• _Given instruction 1_: In the article about the FBI's social media monitoring app, list every word or phrase that appears inside quotation marks.
• _Given instruction 2_: Resume the article about the FBI's social media monitoring app, starting right after its last sentence.

• _Extract to read_:
____

NewsTrack: FBI: Social Media Monitoring App

NPR’s  What The FBI Wants In A Social Media Monitoring App is about the FBI’s request to develop a way to track user information from social media sites like Facebook and Twitter in order to foresee a crisis or look up what is referred to as “bad actors,” which could extend to anyone who poses a threat.

As many of these sites already scan our posts to target us with specific advertisements, the FBI has requested a way to scan our posts to create a “geo-spatial alert” to put together the events of a specific location or person.

NPR covers this well. Logged in their “All Tech Considered” blog, the top of the screen gives you the option of listening to the segment of yesterday’s show without having to listen to the whole thing. You can listen to the one story that interested you the most.

Additionally, on the player itself lies the option of reading the actual transcript from the show for those who want to know what was said in the interview but are unable to listen at the moment or for someone with a disability. (Also the NPR player is cool because every time you click a new story, it adds it to a playlist so you can theoretically customize your own podcast.)

____

• _Records provided_:
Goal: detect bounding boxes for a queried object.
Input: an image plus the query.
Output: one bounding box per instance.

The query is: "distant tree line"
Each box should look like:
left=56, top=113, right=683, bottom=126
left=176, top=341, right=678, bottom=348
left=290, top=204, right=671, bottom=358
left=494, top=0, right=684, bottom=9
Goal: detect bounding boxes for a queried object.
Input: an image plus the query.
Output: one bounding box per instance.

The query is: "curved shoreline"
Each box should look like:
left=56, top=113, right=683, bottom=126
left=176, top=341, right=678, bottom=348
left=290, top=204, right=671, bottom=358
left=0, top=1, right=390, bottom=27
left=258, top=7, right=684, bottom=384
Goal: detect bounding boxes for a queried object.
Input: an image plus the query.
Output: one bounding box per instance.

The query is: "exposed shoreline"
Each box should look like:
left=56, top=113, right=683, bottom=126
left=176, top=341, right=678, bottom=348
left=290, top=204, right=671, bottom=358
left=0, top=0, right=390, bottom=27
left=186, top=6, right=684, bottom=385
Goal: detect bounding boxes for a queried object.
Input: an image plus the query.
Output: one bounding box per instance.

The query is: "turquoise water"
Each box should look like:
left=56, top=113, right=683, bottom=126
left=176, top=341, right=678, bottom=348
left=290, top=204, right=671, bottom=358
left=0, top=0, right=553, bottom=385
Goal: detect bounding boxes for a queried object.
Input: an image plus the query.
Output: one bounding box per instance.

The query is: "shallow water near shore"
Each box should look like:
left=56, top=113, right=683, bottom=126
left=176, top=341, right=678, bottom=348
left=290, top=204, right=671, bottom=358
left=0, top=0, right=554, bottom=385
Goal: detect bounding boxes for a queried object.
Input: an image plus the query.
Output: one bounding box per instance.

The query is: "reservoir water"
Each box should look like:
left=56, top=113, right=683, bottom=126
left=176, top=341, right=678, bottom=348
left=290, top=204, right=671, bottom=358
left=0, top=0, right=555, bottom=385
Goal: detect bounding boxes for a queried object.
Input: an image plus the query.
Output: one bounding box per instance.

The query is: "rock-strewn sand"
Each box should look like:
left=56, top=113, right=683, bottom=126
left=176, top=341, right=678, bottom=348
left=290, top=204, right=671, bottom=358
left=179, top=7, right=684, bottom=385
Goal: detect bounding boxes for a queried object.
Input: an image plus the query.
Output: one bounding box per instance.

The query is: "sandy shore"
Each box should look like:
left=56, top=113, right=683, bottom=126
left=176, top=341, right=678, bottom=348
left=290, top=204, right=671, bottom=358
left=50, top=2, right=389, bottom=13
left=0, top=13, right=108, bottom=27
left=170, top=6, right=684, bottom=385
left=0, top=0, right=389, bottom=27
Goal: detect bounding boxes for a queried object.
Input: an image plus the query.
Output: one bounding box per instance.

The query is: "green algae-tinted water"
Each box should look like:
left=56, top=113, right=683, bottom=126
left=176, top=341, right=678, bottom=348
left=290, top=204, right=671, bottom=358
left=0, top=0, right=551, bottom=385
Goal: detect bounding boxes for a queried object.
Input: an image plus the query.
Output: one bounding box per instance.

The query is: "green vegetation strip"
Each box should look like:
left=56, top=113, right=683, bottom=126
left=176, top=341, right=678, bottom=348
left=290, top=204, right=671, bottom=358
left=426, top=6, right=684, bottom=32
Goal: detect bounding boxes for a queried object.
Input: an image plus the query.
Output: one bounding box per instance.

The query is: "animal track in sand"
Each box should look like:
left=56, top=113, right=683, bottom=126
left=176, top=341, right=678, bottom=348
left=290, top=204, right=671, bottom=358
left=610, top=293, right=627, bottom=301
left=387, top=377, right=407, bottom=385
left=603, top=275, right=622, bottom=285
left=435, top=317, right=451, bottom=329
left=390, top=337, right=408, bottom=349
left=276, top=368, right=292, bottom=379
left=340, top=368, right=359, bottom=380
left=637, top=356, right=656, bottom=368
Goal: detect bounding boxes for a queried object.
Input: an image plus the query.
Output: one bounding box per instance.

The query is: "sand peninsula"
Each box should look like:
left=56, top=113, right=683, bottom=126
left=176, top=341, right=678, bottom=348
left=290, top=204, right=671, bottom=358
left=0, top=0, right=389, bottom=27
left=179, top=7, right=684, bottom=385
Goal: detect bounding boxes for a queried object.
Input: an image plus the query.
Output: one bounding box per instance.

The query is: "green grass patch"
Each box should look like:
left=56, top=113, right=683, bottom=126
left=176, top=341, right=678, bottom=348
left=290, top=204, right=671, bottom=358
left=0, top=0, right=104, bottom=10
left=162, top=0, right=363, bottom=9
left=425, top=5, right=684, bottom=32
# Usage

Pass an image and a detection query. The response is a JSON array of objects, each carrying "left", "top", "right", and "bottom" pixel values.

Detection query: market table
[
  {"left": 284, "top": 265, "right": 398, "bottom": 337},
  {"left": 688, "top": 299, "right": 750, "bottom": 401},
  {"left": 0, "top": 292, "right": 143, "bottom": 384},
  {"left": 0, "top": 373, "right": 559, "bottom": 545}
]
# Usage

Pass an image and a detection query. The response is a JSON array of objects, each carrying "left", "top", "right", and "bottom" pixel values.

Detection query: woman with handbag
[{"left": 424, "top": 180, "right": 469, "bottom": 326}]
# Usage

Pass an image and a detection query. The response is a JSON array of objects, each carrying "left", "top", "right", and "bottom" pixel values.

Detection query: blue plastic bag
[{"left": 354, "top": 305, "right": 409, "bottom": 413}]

____

• _Final answer 1_:
- bad actors
- geo-spatial alert
- All Tech Considered

• _Final answer 2_:
Under the player lies text to support the audio story that host a series of hyperlinks to a story on newsscientist.com or the actual Bureau site where they listed the request. They also linked to a story on mashable letting the reader know where they can find more specific information, while still providing a comprehensive background of the FBI’s request.

In addition to linking to other information, NPR also reached out the Bureau themselves receiving the following statement:

“In an email statement to NPR, the FBI said, ‘The application will not focus on specific persons or protected groups, but on words that relate to ‘events’ and ‘crisis,’ and activities constituting violations of federal criminal law or threats to national security.’”

The interest in this kind of piece lies in privacy issues, which is timely due to the recent SOPA/PIPA legislation, but also begs the question, “Why would the government be so open about this request and couldn’t they do this on their own?”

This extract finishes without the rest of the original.